A data block:
☆ ☆ ☆ ☆ ☆ ☆ ☆
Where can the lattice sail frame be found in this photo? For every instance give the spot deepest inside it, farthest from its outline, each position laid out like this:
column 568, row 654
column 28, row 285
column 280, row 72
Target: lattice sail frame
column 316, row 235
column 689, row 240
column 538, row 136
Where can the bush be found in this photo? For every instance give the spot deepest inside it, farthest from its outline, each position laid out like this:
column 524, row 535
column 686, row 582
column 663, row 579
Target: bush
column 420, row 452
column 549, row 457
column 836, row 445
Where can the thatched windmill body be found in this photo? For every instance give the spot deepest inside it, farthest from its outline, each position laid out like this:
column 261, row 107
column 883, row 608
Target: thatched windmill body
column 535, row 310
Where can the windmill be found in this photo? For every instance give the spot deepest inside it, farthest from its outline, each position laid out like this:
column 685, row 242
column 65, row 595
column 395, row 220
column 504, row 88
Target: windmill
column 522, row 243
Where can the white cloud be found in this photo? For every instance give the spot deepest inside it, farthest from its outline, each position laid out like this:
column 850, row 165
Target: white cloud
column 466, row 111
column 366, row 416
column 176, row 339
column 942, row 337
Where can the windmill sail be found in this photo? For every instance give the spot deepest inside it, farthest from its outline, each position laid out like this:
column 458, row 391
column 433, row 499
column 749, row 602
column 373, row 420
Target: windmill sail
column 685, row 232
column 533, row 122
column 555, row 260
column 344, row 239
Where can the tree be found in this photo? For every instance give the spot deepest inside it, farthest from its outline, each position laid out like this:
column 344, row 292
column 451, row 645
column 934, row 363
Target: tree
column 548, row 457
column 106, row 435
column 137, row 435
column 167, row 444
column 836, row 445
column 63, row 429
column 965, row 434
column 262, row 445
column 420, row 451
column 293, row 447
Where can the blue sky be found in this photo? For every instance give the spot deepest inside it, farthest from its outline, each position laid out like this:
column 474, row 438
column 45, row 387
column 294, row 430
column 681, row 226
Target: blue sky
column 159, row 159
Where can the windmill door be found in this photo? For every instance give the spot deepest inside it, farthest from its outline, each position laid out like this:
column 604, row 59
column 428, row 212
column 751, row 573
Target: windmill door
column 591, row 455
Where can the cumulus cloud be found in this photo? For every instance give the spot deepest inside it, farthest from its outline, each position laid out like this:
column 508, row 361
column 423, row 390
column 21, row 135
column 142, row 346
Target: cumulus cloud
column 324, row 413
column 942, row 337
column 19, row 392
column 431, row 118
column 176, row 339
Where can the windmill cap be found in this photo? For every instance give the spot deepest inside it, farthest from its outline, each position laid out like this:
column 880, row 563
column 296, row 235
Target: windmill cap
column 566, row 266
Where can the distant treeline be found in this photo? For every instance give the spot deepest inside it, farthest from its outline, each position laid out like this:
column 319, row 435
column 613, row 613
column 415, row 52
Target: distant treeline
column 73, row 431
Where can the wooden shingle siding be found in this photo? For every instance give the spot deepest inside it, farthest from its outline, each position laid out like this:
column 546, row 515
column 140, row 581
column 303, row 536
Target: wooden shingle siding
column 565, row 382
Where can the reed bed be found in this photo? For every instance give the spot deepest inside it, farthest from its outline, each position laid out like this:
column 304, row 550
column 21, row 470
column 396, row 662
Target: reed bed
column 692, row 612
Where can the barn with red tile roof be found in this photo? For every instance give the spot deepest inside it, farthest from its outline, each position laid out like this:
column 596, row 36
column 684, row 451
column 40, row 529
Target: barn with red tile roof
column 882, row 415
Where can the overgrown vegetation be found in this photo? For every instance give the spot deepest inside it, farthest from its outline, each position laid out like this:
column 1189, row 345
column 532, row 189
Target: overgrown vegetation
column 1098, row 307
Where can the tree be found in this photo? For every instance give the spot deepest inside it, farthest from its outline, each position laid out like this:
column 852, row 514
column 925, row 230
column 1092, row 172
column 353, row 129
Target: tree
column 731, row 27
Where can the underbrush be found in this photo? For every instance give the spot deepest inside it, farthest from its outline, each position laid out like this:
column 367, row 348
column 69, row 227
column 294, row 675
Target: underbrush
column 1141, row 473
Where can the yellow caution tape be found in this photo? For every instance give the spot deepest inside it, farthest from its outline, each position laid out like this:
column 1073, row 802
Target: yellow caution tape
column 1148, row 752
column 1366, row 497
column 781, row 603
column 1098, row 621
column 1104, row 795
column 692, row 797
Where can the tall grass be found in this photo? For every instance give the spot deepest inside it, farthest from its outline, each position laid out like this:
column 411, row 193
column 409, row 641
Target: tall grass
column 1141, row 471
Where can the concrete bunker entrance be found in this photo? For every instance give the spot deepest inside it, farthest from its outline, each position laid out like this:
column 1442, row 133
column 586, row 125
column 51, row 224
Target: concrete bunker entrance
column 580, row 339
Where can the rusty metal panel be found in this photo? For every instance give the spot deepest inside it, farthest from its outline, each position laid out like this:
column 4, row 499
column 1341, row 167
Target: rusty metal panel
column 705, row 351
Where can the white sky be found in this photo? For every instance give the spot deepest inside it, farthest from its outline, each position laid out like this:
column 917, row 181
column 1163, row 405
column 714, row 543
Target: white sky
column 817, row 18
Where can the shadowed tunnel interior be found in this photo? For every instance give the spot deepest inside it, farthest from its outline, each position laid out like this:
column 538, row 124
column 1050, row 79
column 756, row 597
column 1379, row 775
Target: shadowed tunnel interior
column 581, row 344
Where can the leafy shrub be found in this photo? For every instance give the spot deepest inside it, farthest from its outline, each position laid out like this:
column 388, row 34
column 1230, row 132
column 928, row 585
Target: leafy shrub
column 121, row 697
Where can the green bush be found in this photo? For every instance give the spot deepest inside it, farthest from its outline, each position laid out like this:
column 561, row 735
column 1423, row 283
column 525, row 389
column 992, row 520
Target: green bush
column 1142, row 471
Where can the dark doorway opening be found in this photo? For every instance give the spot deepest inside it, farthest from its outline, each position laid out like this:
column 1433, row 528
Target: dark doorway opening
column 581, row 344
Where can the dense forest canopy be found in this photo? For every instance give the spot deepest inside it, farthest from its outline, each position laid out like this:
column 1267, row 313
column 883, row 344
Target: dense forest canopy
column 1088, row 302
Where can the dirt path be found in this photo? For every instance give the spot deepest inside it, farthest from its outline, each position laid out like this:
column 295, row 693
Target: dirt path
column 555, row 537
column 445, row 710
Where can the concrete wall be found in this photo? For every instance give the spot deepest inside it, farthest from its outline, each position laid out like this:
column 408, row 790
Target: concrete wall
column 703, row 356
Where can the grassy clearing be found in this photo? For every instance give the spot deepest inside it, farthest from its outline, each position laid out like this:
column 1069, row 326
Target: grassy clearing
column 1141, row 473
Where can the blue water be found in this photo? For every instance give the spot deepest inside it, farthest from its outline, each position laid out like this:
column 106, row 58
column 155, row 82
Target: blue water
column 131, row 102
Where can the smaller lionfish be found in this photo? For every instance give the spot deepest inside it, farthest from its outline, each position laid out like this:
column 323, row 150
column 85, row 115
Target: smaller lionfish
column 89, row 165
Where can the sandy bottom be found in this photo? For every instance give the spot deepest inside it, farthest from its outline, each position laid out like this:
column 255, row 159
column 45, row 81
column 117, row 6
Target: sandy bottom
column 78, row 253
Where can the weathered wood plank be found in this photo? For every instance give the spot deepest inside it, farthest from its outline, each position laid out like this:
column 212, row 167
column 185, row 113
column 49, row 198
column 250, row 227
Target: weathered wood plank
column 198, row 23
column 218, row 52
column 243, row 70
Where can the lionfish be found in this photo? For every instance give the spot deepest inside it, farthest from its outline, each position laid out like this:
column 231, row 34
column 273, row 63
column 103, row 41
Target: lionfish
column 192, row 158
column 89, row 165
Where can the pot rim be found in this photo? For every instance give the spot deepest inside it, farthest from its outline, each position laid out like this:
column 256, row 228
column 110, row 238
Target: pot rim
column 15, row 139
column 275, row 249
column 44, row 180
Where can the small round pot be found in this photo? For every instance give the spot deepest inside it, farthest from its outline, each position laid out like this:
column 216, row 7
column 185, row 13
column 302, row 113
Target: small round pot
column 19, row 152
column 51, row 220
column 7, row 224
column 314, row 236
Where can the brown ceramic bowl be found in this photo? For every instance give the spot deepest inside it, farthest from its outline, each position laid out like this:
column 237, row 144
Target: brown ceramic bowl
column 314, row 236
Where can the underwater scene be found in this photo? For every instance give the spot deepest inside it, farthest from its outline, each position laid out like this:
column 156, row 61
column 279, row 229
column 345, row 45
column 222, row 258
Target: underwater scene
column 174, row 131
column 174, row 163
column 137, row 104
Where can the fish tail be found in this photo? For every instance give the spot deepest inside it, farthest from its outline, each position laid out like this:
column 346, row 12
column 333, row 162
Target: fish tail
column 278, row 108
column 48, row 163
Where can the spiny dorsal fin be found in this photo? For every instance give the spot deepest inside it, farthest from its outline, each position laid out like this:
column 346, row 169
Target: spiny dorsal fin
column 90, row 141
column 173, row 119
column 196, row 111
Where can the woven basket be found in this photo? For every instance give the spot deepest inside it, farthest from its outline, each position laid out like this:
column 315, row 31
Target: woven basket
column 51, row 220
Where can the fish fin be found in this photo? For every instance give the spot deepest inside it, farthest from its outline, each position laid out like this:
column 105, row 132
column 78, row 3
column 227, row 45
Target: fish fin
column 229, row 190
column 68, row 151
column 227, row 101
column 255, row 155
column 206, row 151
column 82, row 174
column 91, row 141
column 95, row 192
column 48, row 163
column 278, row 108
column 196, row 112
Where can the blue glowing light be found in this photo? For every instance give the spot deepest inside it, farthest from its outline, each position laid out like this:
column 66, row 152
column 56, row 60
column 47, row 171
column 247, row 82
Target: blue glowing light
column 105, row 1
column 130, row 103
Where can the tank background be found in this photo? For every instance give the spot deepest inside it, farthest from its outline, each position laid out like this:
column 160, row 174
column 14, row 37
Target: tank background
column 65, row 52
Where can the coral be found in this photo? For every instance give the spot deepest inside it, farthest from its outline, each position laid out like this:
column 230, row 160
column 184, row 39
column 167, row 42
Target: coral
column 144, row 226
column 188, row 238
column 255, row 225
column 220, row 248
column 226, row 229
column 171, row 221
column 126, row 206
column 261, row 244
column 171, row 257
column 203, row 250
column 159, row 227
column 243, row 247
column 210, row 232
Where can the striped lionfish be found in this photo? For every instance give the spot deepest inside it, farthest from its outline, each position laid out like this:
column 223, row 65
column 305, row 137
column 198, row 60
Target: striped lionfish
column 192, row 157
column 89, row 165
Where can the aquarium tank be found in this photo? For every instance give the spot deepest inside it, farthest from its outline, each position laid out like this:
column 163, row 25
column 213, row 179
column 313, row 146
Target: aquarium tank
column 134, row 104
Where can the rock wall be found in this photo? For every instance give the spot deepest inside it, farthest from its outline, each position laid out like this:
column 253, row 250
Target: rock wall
☆ ☆ ☆ ☆ ☆ ☆ ☆
**What the exercise asks:**
Update the lines running from the start of the entries through the line that contains "column 538, row 136": replace "lattice sail frame" with "sail lattice frame" and leave everything else unchanged.

**Exercise response:**
Where can the sail lattice frame be found in this photo? For every instance give the spot deepest inside it, farthest from its outline, each position laid out like this:
column 568, row 654
column 28, row 285
column 280, row 72
Target: sail lattice frame
column 316, row 235
column 689, row 240
column 538, row 136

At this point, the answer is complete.